▸ **Task requirements**
Reproduce the data below in full. Nothing should differ from the original.

▸ **Source records**
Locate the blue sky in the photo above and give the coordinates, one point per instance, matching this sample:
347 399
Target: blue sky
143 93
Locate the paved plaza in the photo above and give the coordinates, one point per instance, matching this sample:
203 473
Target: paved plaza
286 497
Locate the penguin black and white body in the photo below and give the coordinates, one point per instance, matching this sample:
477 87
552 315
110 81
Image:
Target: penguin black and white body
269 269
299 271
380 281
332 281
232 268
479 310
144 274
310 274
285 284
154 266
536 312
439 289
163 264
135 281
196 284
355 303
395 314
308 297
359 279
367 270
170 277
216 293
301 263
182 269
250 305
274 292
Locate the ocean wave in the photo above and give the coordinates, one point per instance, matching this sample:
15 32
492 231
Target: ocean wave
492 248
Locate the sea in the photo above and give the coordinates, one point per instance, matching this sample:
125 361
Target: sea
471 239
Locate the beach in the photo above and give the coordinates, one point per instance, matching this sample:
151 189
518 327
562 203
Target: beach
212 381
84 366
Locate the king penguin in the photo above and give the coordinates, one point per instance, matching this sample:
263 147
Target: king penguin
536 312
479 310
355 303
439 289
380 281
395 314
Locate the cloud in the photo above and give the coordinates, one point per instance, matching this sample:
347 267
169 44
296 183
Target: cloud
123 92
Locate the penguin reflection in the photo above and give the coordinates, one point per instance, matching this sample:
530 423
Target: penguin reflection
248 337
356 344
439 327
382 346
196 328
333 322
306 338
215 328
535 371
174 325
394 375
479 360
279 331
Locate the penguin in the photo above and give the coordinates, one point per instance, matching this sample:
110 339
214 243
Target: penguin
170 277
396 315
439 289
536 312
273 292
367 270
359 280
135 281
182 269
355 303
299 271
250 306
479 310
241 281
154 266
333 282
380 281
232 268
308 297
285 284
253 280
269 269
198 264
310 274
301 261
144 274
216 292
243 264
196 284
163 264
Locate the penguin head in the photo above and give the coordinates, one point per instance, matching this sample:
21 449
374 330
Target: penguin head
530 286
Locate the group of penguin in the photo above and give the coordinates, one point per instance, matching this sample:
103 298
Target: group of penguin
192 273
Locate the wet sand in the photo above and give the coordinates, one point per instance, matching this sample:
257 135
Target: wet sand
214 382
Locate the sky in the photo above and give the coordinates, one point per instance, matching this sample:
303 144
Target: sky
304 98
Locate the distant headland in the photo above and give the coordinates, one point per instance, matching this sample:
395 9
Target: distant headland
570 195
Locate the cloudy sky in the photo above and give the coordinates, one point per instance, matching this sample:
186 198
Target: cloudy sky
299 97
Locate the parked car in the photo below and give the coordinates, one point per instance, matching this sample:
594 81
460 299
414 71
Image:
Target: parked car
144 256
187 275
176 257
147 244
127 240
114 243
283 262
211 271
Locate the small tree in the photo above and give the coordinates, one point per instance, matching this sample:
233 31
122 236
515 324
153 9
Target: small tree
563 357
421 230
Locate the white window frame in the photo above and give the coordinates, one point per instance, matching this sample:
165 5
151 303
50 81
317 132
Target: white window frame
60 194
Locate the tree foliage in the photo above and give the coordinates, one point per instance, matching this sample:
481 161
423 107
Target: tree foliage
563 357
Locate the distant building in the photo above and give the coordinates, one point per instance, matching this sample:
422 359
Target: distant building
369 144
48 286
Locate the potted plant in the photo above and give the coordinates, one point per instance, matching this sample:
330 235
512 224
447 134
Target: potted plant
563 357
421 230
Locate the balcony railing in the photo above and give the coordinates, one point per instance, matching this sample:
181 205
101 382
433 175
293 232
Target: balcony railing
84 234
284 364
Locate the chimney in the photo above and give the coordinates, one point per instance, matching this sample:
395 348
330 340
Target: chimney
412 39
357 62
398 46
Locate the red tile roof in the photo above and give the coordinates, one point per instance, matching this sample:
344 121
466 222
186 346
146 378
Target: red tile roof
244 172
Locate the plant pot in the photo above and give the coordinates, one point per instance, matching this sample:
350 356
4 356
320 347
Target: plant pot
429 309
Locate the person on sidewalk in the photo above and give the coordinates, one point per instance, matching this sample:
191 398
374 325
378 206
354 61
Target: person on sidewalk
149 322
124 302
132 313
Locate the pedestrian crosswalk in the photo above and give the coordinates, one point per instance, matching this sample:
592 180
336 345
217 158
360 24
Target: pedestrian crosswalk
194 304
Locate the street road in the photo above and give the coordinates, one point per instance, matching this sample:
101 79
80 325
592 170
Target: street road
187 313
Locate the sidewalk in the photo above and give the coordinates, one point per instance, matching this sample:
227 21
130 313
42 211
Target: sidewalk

▸ **Reply**
Locate the blue sky in the photo above and give the coordinates, one point per instance, matching this sample:
347 399
Target: blue sky
143 93
Locate the paved plaza in the photo above and give the coordinates, one point per instance, matching this sample:
203 473
Target: paved plaza
286 497
Locate the penguin black and white body in the photo below and give the coordinates, one point per instance, matching this sample:
477 87
552 315
110 81
Image:
Target: penguin black and white body
269 269
299 271
380 281
332 281
232 268
479 310
144 274
310 274
285 284
154 266
536 312
439 289
163 264
135 281
196 284
355 303
395 314
308 297
359 279
367 270
170 277
216 293
301 263
182 269
250 305
274 292
Locate the ocean wave in the photo above and give the coordinates, one point per instance, matching this sample:
15 32
492 231
Target: ocean wave
492 248
Locate the sea in the photo above and give the coordinates, one point per instance, matching this sample:
125 361
Target: sea
471 239
Locate the beach in the photo above and give the coordinates, one point per instance, matching this sample:
151 189
518 327
562 203
Target: beach
212 381
84 366
Locate the king penguin in the photo above and give the coordinates, one point per instance, matching this sample:
263 147
Target: king penguin
536 312
479 310
355 303
439 289
380 281
395 314
Locate the cloud in the photo above and give the coordinates, one point per instance, matching this sample:
347 267
169 44
296 183
Target: cloud
123 92
Locate the penguin reflection in the photo above and give the coordinates, one point per instance, matching this sample:
530 423
Target: penguin reflection
248 337
356 344
439 327
382 346
196 328
333 322
306 338
215 328
535 371
174 325
394 375
479 360
279 331
Locate the penguin in the photo above and give the coordinates, one point per instance, matching this sample:
110 339
214 243
Target: penguin
170 277
396 315
439 289
536 312
273 292
367 270
359 280
135 281
182 269
355 303
299 271
250 306
479 310
241 281
154 266
333 282
380 281
232 268
308 297
285 284
253 280
269 269
198 264
310 274
301 261
144 274
216 292
243 264
196 284
163 264
Locate the penguin head in the photo above and give the coordinates, one point per instance, matching this sample:
21 449
374 330
Target: penguin head
530 286
Locate the group of penguin in the photo above and give the coordinates, one point per instance, matching this sample:
103 298
Target: group of penguin
192 273
Locate the wet sand in the photo above and give the coordinates, one point per instance, matching this sample:
257 135
Target: wet sand
214 382
Locate the sky in the photo above and give the coordinates, one point per instance, matching this sample:
303 144
Target: sky
304 98
Locate the distant headland in the photo above and give the coordinates, one point per instance, matching this sample:
395 9
Target: distant headland
570 195
Locate the cloudy sky in the photo above and give the coordinates, one point per instance, matching this sample:
186 198
Target: cloudy sky
299 97
Locate the parked car in the photo below and give the coordinates, one point per instance, matching this sample:
594 81
460 299
414 71
Image:
Target: parked car
144 256
187 275
176 257
147 244
127 240
114 243
283 262
211 271
Locate the small tree in the photo above and give the coordinates, one point per instance, matching this sample:
233 31
122 236
515 324
153 9
Target: small tree
563 357
421 230
Locate the white window frame in the photo above and give the coordinates, one point per instance, matching this sample:
165 5
151 303
50 81
317 132
Target: white window frame
60 194
Locate the tree foliage in the photo above and give the coordinates, one point per instance, matching this sample:
481 161
423 107
Target: tree foliage
563 357
Locate the distant building in the photo above and give the coordinates, one point per instance, matching this sample:
422 359
Target: distant building
369 144
48 286
Locate the potted plant in the photo above and give the coordinates, one point per instance, matching this sample:
330 235
512 224
447 134
Target: potted plant
563 357
421 230
Locate the balcony railing in the photo above and give the coordinates, one point per instance, matching this sample:
181 205
101 382
433 175
293 232
Target: balcony railing
84 234
284 364
Locate the chimney in the photo above and give the coordinates, one point per instance, matching this sample:
395 348
330 340
Target: chimney
412 39
357 62
398 46
Locate the red tile roof in the photo above and give the coordinates, one point per instance, matching this sample:
344 121
466 222
186 346
146 378
Target: red tile roof
244 172
Locate the plant pot in the photo above and give the coordinates, one point per instance, matching this sample:
350 356
4 356
320 347
Target: plant pot
429 309
Locate the person on sidewalk in the photo above and give the coordinates, one point per instance, matching this sample:
191 398
374 325
378 206
354 61
Target: person on sidewalk
149 322
124 302
132 313
Locate the pedestrian crosswalk in the photo above and give the coordinates, one point per instance, matching this sample:
592 180
336 345
217 158
360 24
Target: pedestrian crosswalk
194 304
Locate the street road in the photo above and give the coordinates, one point per instance, matching this sample:
101 79
80 325
592 170
Target: street road
187 313
Locate the sidewalk in the photo above and give the coordinates, one point per instance, matching this sample:
227 21
130 313
42 211
Target: sidewalk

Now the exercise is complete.